━━━ EXERCISE MATERIAL ━━━
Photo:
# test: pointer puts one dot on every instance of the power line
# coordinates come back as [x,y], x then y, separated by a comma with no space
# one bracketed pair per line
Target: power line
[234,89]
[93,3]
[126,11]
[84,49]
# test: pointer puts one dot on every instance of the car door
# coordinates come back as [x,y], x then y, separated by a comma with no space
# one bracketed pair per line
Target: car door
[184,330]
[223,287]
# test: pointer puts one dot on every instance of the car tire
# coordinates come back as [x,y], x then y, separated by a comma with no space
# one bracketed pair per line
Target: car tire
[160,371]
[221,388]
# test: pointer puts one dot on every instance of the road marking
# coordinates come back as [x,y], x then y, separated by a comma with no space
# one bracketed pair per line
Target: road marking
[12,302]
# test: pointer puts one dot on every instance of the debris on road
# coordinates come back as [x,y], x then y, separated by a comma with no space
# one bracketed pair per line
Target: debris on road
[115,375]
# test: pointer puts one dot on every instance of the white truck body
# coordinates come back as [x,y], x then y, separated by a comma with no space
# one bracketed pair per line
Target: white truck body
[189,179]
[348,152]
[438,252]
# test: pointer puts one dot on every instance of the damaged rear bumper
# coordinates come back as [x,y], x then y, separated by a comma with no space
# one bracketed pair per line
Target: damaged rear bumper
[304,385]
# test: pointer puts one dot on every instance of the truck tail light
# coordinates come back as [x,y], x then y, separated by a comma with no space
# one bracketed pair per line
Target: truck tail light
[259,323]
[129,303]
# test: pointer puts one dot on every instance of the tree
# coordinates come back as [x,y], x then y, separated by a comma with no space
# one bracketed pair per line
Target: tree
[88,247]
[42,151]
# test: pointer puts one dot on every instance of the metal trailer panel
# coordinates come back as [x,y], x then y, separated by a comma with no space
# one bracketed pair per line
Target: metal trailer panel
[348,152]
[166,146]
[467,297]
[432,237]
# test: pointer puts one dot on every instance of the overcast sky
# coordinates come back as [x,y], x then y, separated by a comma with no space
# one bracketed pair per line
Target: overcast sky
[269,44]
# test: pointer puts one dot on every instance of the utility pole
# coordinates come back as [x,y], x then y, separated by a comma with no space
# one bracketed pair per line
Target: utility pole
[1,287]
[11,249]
━━━
DESCRIPTION OF THE TASK |
Down to the last character, restate every record.

EXPECTED ANSWER |
Photo:
# test: pointer puts one dot on every instance of the power line
# coordinates come back as [x,y], x then y, separated by a comma with no space
# one bracketed pair per line
Target: power line
[234,89]
[93,3]
[126,11]
[84,49]
# test: pointer puts one dot on every instance of the car door
# coordinates come back as [x,y], x then y, separated by a comma with no space
# one bracketed pair per line
Target: car door
[184,330]
[223,287]
# test: pointer puts one dot on every instance of the car tire
# coordinates come back as [x,y], x then y, separated by a comma with no space
# one bracketed pair per line
Target: car tire
[160,371]
[221,388]
# test: pointer puts one dot on every instance of the road marking
# coordinates come back as [x,y], x then y, separated by a comma with no space
# one bracketed pair per line
Target: road marking
[12,302]
# test: pointer puts one dot on every instance of the debris on road
# coordinates come back as [x,y], x then y, separated by a comma with no space
# one bracketed pair per line
Target: debris on road
[115,375]
# test: pointer puts one dot on every instance of the white truck body
# coordinates come back as [x,y], x then y, separated by a comma with no space
# one bracketed pair per line
Target: white truck body
[189,179]
[348,152]
[438,252]
# test: pointer puts one dot on every instance of the damaged rear bumper
# coordinates come back as [x,y], x then y, separated by a comma with no space
# one bracketed pair per line
Target: damaged rear bumper
[304,385]
# test: pointer puts one dot on every instance of the truck tail light
# coordinates come back as [x,y], x then y, separated by a comma with no space
# one bracketed pair per line
Target: truck tail light
[259,323]
[129,303]
# test: pointer puts one dot on every instance of the tree
# coordinates come back as [x,y], x then y, separated by a comma with no space
# one bracketed pair per line
Target: tree
[88,247]
[42,151]
# test: pointer puts one dot on every instance of the metal trailer panel
# coordinates come back as [x,y], x then y, separated by a comma with no space
# one bracketed pair per line
Target: metal trailer panel
[348,152]
[166,146]
[467,297]
[432,237]
# test: pointer puts one dot on every instance of the overcast sky
# coordinates come back as [x,y], x then y, separated by a comma with no space
# one bracketed pair per line
Target: overcast sky
[269,44]
# test: pointer puts one dot on every instance of the utility pole
# coordinates come back as [x,y], x then y, separated by a comma with no space
# one bracketed pair per line
Target: utility pole
[1,287]
[11,249]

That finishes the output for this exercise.